A block of data
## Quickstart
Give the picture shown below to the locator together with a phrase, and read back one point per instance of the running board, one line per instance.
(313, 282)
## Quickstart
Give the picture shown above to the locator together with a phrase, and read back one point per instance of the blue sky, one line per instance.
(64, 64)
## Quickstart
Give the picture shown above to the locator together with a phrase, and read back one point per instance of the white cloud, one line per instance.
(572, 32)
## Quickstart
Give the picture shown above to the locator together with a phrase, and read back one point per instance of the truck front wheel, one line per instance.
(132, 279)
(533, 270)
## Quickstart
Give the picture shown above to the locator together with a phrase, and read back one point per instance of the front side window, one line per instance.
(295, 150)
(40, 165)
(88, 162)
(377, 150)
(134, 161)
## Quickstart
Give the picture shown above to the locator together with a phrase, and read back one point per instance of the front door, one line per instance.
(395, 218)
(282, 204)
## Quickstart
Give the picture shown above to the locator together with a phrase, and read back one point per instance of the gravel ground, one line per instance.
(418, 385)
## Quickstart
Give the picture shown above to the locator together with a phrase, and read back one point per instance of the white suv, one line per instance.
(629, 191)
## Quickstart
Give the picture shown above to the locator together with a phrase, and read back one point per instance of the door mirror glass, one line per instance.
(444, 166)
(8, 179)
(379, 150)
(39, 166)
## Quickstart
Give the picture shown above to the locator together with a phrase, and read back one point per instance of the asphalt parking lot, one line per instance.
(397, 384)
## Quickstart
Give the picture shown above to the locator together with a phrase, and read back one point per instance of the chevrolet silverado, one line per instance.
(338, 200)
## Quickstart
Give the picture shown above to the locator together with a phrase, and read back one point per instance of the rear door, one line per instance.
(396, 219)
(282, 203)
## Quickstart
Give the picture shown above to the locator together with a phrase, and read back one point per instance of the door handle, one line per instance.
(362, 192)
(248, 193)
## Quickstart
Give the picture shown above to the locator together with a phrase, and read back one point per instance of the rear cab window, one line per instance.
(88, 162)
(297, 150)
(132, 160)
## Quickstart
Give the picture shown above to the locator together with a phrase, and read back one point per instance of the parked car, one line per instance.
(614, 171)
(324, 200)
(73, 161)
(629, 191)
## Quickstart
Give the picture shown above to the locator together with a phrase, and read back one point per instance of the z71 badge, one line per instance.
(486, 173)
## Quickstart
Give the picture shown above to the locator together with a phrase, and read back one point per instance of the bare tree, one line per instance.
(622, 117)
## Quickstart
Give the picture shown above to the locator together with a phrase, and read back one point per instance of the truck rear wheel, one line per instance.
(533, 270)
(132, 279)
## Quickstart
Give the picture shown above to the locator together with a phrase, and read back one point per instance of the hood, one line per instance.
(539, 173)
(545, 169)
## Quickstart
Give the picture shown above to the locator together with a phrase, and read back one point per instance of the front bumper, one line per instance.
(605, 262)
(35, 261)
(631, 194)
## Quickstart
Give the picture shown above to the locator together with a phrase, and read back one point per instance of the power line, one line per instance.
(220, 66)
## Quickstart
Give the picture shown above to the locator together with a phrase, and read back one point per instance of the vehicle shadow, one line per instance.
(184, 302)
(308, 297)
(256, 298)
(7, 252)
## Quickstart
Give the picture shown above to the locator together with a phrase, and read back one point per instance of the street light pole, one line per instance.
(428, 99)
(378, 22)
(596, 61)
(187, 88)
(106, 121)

• _Exercise_:
Write all of the records out again exactly.

• _Completed exercise_:
## Quickstart
Give the picture shown below to the locator together with a phrase, and read back one point per instance of the running board, one line per instance.
(313, 282)
## Quickstart
Give the picture shown above to the locator together with a phrase, and read back one point per instance of the blue sky, one line per instance.
(64, 64)
## Quickstart
Give the picture shown above to the locator together with a phrase, and read back one point per instance of the white cloud, one line per instance.
(572, 32)
## Quickstart
Give the picture shown above to the locator together with a phrase, and read back one point per instance of the truck front wheel, one line per instance.
(132, 279)
(533, 270)
## Quickstart
Give the picture shown above to the locator together with a phrase, and read back one point per instance of the front side window, one line per instance.
(295, 150)
(40, 165)
(88, 162)
(377, 150)
(134, 161)
## Quickstart
Give the picture shown above to the locator together with a phrase, and read back one point per instance of the front door, one line per instance.
(395, 218)
(282, 204)
## Quickstart
Give the picture shown above to the locator together with a phrase, and read back one point per instance of the gravel ground, one line per instance.
(418, 385)
## Quickstart
Give the picture shown above to the locator together with a phrase, and read back one point per instance of the white suv, one line per instance.
(629, 191)
## Quickstart
Give the picture shown above to the locator together with a phrase, and read back one point per instance of the door mirror glass, one line per instance.
(444, 166)
(8, 179)
(379, 150)
(39, 166)
## Quickstart
Give the picture shown above to the locator together with a phrase, and read back one point per instance of the asphalt parking lot, one line per instance.
(397, 384)
## Quickstart
Give the picture shown above to the locator together with a phrase, and read back one point per instance of the chevrolet silverado, one line per instance.
(338, 200)
## Quickstart
Give the picture shown above to the locator together with a phrase, and read back one point per instance of the rear door, one line per instance.
(396, 219)
(282, 203)
## Quickstart
Give the picture shown above to the locator together with a phrase, and read back one point per instance of the door handle, one line per instance.
(362, 192)
(248, 193)
## Quickstart
Give the picture shown above to the locator together with a phrase, and read back one point per instance of the rear cab window, one line per instance.
(88, 162)
(297, 150)
(132, 160)
## Quickstart
Give the picture shown above to the locator together with a phrase, and read back one point per instance of the parked car, one line per instance.
(614, 171)
(324, 200)
(73, 161)
(629, 191)
## Quickstart
Give the picture shown above to the locator together with a phrase, and read back one point per instance of the z71 badge, one line per instance.
(486, 173)
## Quickstart
Give the picture shown above to the locator together with a phrase, and read back one point per instance of the bare tree, one line per instance.
(622, 117)
## Quickstart
Give the picture shown above to the locator together with a phrase, and read back one point per instance of the truck rear wheel, one line per instance.
(533, 270)
(132, 279)
## Quickstart
Give the picture shown above to the locator together with a phrase, and read back one point per instance of the hood, one line per instance.
(539, 173)
(545, 169)
## Quickstart
Give the picture shown above to the locator together with a phrase, and read back one point per instance of the front bumper, one line per instance.
(605, 262)
(35, 261)
(631, 194)
## Quickstart
Give the picture shown above to the locator together with a phrase, and read back one point per instance of the power line, one line per instance.
(220, 66)
## Quickstart
Give the picture shown above to the locator together with a phrase, and read back one point per instance of the vehicle shadow, one line per instance.
(184, 302)
(308, 297)
(256, 298)
(7, 252)
## Quickstart
Give the picture shown above to the locator together with a phrase, and read back one point per instance of the street light pole, one line per instance.
(428, 99)
(378, 22)
(596, 61)
(187, 88)
(106, 121)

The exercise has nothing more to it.